[DOCUMENT PASSAGE start]

Challenge Summary
Lost in Your Eyes is a reverse engineering challenge in DiceCTF 2021 with ten solves (334 points).
Your eyes are like a maze, and I hate mazes, so help me escape.
We are given a binary which takes an input and outputs either :)
or :(
. If you win a smiley face on the remote server, you are additionally given the flag.
Solution
This challenge is solved by harrier in collaboration with Mystiz. The solution is written in the prespective of harrier.
Part I: Reversing the virtual machine
Since this is a reverse question with a binary, I decided to open it with IDA. This is a simple VM-type binary, with the instruction code stored directly inside.
It looked so simple to me at the beginning, and I wonder why no one has solved it? After a bit of reversing and dynamically debugging, I know I was wrong.
The code of the binary itself is simple. It is a simple VM with the below variables
- Eight one-byte state registers ($R_0, R_1, …, R_7$),
- a two-byte instruction pointer ($p$),
- an one-byte direction register ($d=1, 2, 3, 4$) deciding how the instruction pointer move,
- an one-byte select register ($k$) deciding the index of register for subsequent operations, and
- 65536 one-byte memory ($M_0, M_1, …, M_{65535}$) storing the instructions and data.
Moreover, each byte in the memory represents an instruction, and the instruction set is defined below.
Value | Operation |
---|---|
0 | do nothing |
1 - 8 | $k \leftarrow 0$, …, $k \leftarrow 7$ |
9 - 16 | $R_k \leftarrow R_0$, …, $R_k \leftarrow R_7$ |
17 | $R_k \leftarrow R_k + 1$ |
18 | $R_k \leftarrow R_k - 1$ |
19 | $R_k \leftarrow R_6 + R_7$ |
20 | $R_k \leftarrow R_6 - R_7$ |
21 | $R_k \leftarrow R_6 \times R_7$ |
22 | $R_k \leftarrow \text{floor}(R_6 / R_7)$ |
23 | $R_k \leftarrow R_6\ \text{mod}\ R_7$ |
24 | $R_k \leftarrow \text{~}R_k$ |
25 | $R_k \leftarrow -R_k$ |
26 | $R_k \leftarrow R_6\ \text{and}\ R_7$ |
27 | $R_k \leftarrow R_6\ \text{or}\ R_7$ |
28 | $R_k \leftarrow R_6\ \text{xor}\ R_7$ |
29 | $R_k \leftarrow R_6 == R_7$ |
30 | $R_k \leftarrow R_6 < R_7$ |
31 | $256R_0+R_1 \leftarrow p, R_2 \leftarrow d$ |
32 | keycheck |
33 | $R_k \leftarrow M_{256R_0 + R_1}$ |
34 | $M_{256R_0 + R_1} \leftarrow R_k$ |
35 | $p \leftarrow 256R_0 + R_1, d \leftarrow R_2$ |
36 | $R_k \leftarrow \text{input}$ |
37 | $\text{print}\ R_k$ |
38 - 41 | $d \leftarrow 1$, …, $d \leftarrow 4$ |
Keycheck is the only curious instruction, where I don’t really know why it even exists. While I was reversing, I am only able to realize it is used perform some fatal checks.

[DOCUMENT PASSAGE end]

* REQUEST
Please copy the passage of the challenge writeup word for word, beginning at the words "Your eyes are" and stopping after "I was wrong.".

[EXCERPTED RECORDS start]

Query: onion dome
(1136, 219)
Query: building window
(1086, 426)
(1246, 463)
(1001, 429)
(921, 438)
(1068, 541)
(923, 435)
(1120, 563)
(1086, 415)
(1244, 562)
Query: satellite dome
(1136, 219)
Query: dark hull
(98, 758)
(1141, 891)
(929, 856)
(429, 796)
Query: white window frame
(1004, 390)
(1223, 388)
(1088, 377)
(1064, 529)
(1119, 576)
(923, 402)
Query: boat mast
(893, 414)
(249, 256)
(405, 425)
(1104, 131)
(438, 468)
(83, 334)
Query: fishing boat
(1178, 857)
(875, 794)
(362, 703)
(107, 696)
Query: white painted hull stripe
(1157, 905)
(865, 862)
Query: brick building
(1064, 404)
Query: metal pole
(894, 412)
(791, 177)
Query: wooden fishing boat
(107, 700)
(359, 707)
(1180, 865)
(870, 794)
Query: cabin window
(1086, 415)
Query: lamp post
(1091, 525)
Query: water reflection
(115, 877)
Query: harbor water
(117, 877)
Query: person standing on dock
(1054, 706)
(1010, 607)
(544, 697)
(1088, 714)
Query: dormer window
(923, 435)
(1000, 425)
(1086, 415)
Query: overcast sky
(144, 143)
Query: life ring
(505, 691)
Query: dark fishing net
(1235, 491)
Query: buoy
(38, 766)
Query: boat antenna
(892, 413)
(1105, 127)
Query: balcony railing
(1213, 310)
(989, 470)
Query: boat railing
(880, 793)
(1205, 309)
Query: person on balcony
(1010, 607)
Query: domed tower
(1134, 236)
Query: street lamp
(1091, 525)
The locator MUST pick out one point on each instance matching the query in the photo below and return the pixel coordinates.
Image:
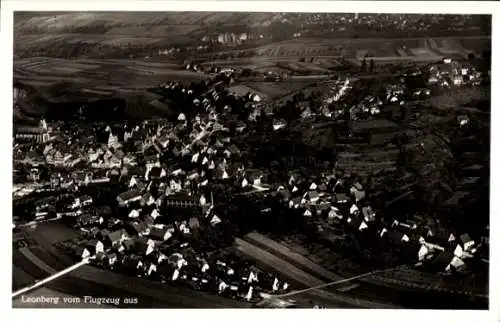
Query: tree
(363, 65)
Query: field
(385, 49)
(41, 260)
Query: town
(354, 174)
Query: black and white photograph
(250, 159)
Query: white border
(456, 7)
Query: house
(397, 237)
(134, 213)
(94, 246)
(423, 252)
(116, 237)
(148, 199)
(136, 228)
(157, 173)
(368, 213)
(86, 200)
(128, 197)
(466, 241)
(194, 223)
(161, 234)
(342, 198)
(442, 261)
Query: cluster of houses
(451, 73)
(434, 248)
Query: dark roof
(443, 259)
(155, 172)
(127, 195)
(183, 197)
(395, 236)
(373, 124)
(465, 238)
(157, 233)
(116, 235)
(194, 222)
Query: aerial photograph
(198, 159)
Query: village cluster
(142, 194)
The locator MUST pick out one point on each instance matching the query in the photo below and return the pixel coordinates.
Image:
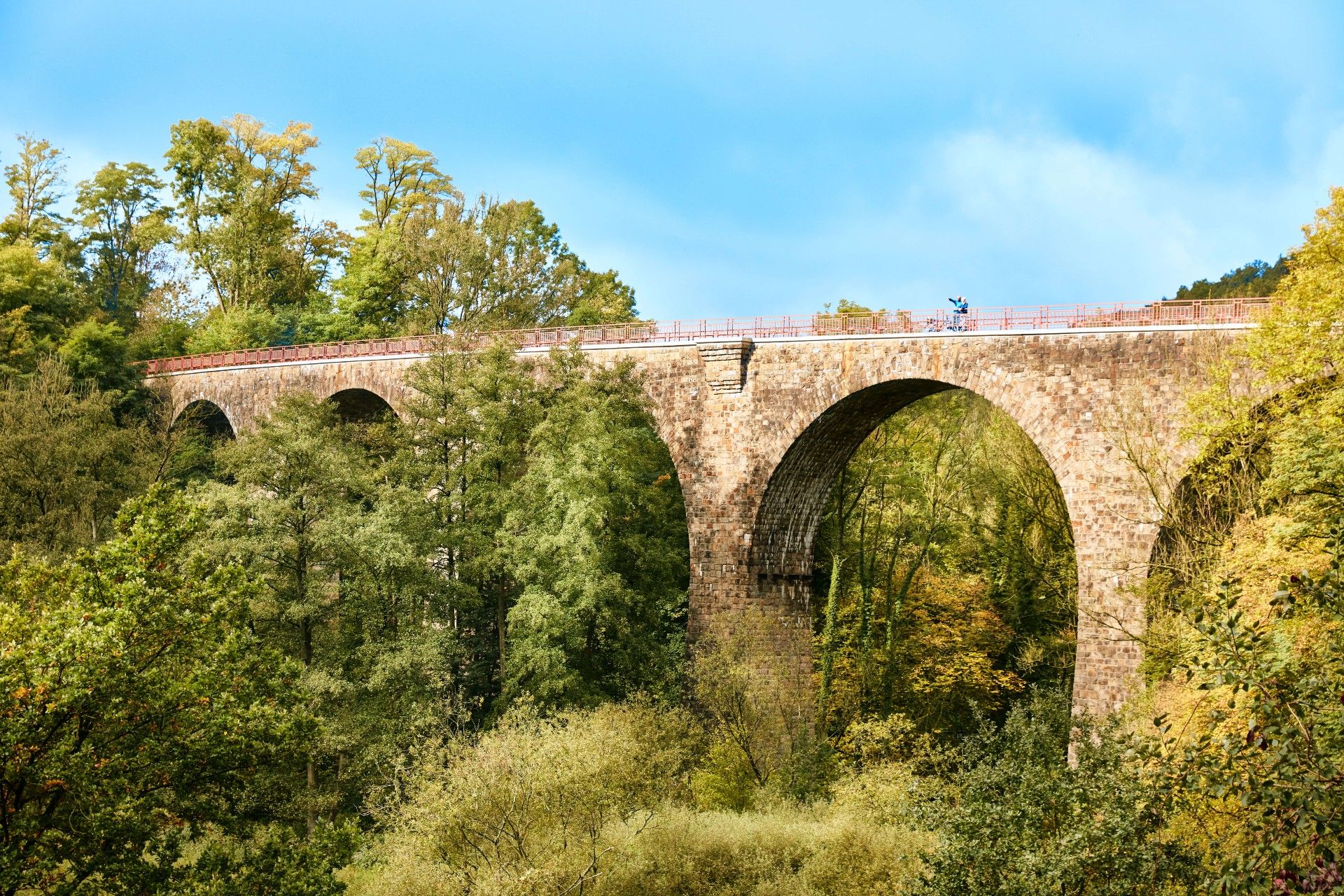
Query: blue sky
(758, 159)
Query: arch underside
(209, 418)
(362, 406)
(796, 496)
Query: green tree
(136, 704)
(1266, 746)
(43, 290)
(1018, 820)
(342, 554)
(428, 261)
(288, 517)
(598, 547)
(403, 184)
(470, 421)
(127, 225)
(99, 352)
(66, 464)
(34, 182)
(958, 577)
(238, 191)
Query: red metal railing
(979, 320)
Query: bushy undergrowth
(603, 802)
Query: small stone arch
(211, 418)
(362, 406)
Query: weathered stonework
(760, 430)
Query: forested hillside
(447, 653)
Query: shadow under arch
(211, 419)
(362, 406)
(790, 514)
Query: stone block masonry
(760, 430)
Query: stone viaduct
(760, 418)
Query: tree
(1266, 745)
(340, 555)
(66, 464)
(288, 517)
(43, 289)
(426, 261)
(136, 706)
(470, 426)
(238, 191)
(598, 546)
(120, 210)
(958, 584)
(34, 182)
(502, 264)
(403, 184)
(1019, 820)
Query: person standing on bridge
(960, 308)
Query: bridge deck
(979, 320)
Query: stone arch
(362, 406)
(211, 418)
(813, 428)
(794, 495)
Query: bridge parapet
(927, 323)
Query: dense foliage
(1256, 280)
(946, 559)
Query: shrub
(536, 805)
(1021, 821)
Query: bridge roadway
(761, 414)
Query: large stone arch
(752, 539)
(202, 403)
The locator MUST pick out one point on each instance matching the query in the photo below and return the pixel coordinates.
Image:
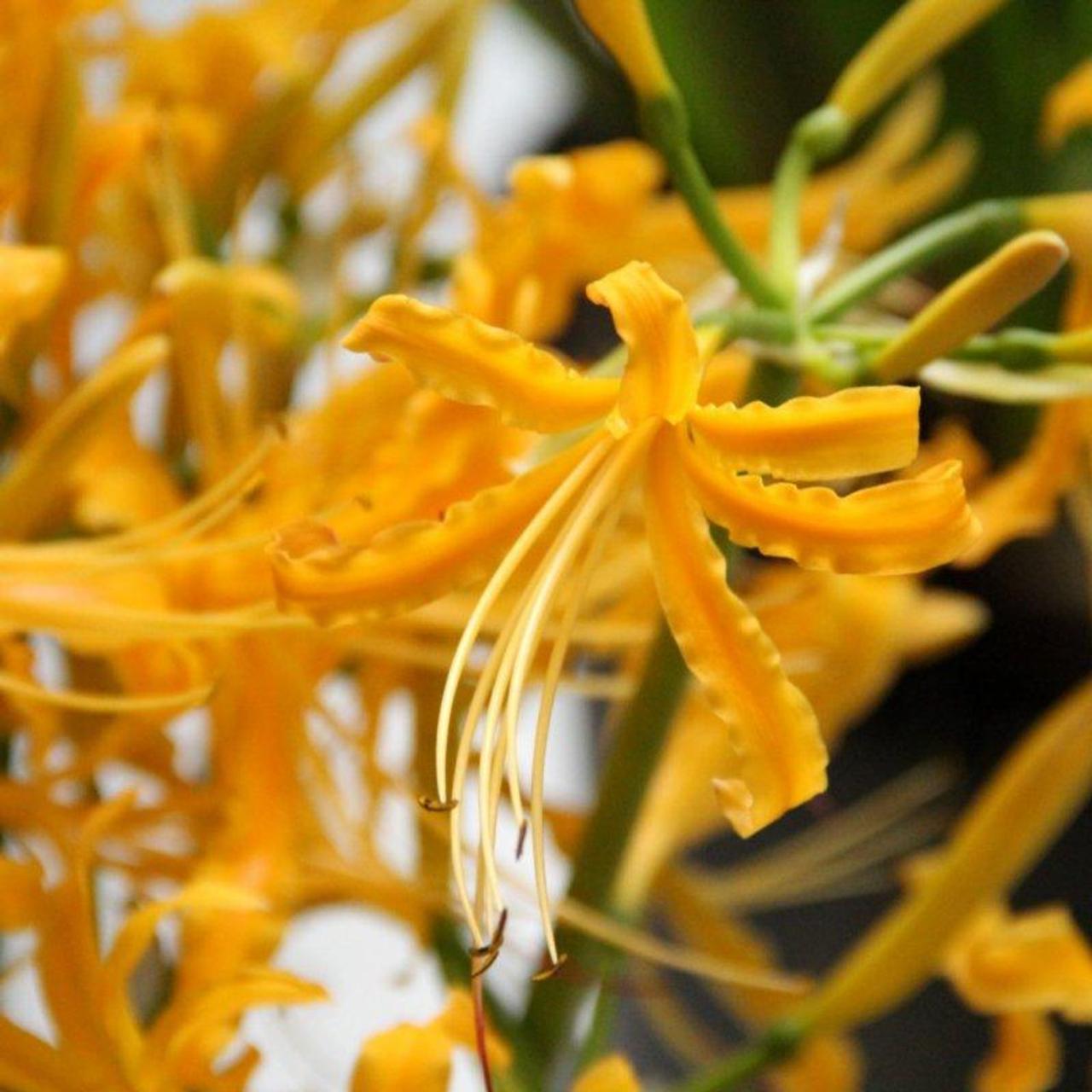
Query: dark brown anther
(430, 804)
(552, 970)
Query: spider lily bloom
(843, 642)
(573, 218)
(623, 26)
(908, 43)
(31, 282)
(1044, 781)
(974, 303)
(1068, 107)
(418, 1056)
(1019, 967)
(550, 525)
(98, 1038)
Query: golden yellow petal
(1025, 1056)
(1021, 810)
(778, 758)
(663, 370)
(456, 1021)
(974, 303)
(468, 361)
(613, 1073)
(20, 889)
(825, 1064)
(414, 564)
(623, 26)
(33, 487)
(1068, 106)
(1037, 960)
(32, 1065)
(404, 1057)
(909, 41)
(899, 527)
(864, 430)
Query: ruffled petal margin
(468, 361)
(780, 759)
(900, 527)
(863, 430)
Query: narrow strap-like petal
(414, 564)
(864, 430)
(468, 361)
(779, 757)
(664, 369)
(902, 526)
(1037, 960)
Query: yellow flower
(1043, 782)
(576, 217)
(418, 1056)
(613, 1073)
(623, 26)
(568, 507)
(1068, 106)
(974, 303)
(31, 281)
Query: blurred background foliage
(749, 69)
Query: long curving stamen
(550, 682)
(492, 590)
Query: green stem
(819, 136)
(788, 183)
(979, 223)
(1016, 348)
(666, 128)
(779, 1044)
(638, 743)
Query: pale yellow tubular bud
(917, 33)
(1007, 828)
(1071, 215)
(624, 28)
(974, 303)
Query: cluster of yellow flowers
(474, 523)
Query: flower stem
(819, 136)
(779, 1044)
(638, 741)
(981, 223)
(666, 128)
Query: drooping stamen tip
(485, 956)
(480, 1034)
(432, 804)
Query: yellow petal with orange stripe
(1025, 1056)
(468, 361)
(664, 369)
(899, 527)
(863, 430)
(780, 759)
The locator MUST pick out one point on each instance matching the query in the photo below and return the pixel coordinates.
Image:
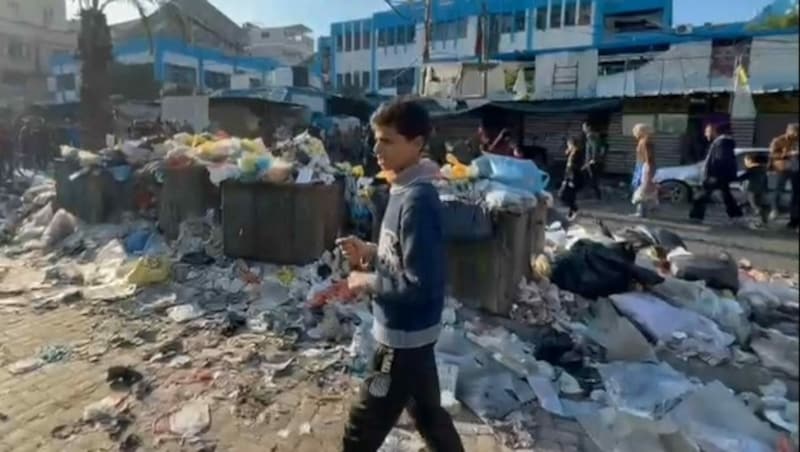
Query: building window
(47, 17)
(13, 7)
(382, 37)
(386, 78)
(411, 33)
(216, 80)
(555, 14)
(365, 81)
(401, 35)
(461, 27)
(391, 38)
(18, 78)
(570, 11)
(65, 82)
(18, 50)
(519, 21)
(506, 23)
(585, 13)
(180, 75)
(541, 18)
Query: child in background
(755, 187)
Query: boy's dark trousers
(400, 379)
(759, 205)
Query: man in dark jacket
(719, 170)
(594, 153)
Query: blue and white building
(174, 63)
(570, 48)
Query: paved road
(773, 249)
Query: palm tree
(95, 53)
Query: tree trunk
(94, 52)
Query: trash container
(486, 274)
(94, 196)
(287, 224)
(186, 193)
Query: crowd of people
(720, 168)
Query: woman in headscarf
(645, 191)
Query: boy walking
(408, 282)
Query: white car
(679, 183)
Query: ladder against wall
(565, 81)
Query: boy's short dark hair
(409, 118)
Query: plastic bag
(61, 226)
(695, 296)
(503, 197)
(646, 390)
(222, 172)
(517, 173)
(149, 271)
(465, 222)
(719, 272)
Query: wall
(31, 33)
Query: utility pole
(426, 46)
(484, 21)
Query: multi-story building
(290, 45)
(194, 47)
(571, 48)
(31, 32)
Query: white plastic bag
(61, 226)
(222, 172)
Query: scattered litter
(191, 420)
(184, 313)
(123, 377)
(26, 365)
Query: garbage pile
(301, 159)
(603, 333)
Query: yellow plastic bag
(149, 271)
(455, 170)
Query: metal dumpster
(95, 197)
(186, 193)
(285, 224)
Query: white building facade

[EXCERPTED RECORDS end]

* WRITTEN RESPONSE
Your eyes are like a maze, and I hate mazes, so help me escape.
We are given a binary which takes an input and outputs either :)
or :(
. If you win a smiley face on the remote server, you are additionally given the flag.
Solution
This challenge is solved by harrier in collaboration with Mystiz. The solution is written in the prespective of harrier.
Part I: Reversing the virtual machine
Since this is a reverse question with a binary, I decided to open it with IDA. This is a simple VM-type binary, with the instruction code stored directly inside.
It looked so simple to me at the beginning, and I wonder why no one has solved it? After a bit of reversing and dynamically debugging, I know I was wrong.